Direction: Collect every line in the rows below that contains the string "pavement", and copy each line in full. Case counts when matching.

-------

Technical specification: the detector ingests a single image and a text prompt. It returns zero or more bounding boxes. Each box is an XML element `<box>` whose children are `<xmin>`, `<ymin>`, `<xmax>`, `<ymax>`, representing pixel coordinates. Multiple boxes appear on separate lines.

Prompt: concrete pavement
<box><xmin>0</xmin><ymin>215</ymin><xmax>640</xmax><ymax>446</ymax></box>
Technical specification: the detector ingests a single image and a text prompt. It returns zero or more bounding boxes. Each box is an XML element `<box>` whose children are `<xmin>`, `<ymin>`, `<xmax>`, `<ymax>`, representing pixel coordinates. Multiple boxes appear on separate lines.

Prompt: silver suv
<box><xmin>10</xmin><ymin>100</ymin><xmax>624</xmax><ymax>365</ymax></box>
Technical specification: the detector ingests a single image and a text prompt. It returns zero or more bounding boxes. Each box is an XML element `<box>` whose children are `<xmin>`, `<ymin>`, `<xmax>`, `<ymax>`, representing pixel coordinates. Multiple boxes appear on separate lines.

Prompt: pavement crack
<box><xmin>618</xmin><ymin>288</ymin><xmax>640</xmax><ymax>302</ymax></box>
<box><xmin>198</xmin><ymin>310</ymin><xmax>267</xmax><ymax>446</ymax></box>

-------

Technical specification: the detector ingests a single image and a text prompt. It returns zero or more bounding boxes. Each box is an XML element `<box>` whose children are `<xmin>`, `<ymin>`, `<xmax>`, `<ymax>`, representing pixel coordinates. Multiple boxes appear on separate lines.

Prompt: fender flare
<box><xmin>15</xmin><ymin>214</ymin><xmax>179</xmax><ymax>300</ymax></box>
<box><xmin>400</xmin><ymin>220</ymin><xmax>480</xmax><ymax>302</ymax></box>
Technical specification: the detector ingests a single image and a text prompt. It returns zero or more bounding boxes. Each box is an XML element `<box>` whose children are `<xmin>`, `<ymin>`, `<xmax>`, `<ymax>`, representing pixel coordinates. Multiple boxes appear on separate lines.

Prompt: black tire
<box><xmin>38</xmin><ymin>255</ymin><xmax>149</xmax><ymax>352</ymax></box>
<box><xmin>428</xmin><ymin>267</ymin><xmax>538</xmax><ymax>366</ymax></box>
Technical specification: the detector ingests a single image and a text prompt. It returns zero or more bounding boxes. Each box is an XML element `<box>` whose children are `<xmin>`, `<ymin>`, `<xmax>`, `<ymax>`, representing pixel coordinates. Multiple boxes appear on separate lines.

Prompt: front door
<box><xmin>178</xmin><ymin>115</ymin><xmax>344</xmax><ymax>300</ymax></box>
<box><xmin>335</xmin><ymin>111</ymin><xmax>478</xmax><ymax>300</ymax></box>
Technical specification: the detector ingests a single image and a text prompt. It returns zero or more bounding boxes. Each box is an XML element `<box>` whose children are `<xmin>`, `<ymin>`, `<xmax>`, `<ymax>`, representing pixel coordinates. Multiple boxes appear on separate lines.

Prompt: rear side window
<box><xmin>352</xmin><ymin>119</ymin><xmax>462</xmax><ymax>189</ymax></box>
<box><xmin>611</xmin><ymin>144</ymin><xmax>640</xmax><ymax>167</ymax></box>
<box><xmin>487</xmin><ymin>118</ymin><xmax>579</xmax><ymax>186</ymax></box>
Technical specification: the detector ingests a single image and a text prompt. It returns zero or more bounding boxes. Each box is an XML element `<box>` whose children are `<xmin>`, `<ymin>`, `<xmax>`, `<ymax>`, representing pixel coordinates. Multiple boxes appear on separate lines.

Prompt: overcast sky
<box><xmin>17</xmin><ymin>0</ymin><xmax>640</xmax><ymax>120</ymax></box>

-------

Solution to the problem:
Prompt: concrete pavement
Prompt: pavement crack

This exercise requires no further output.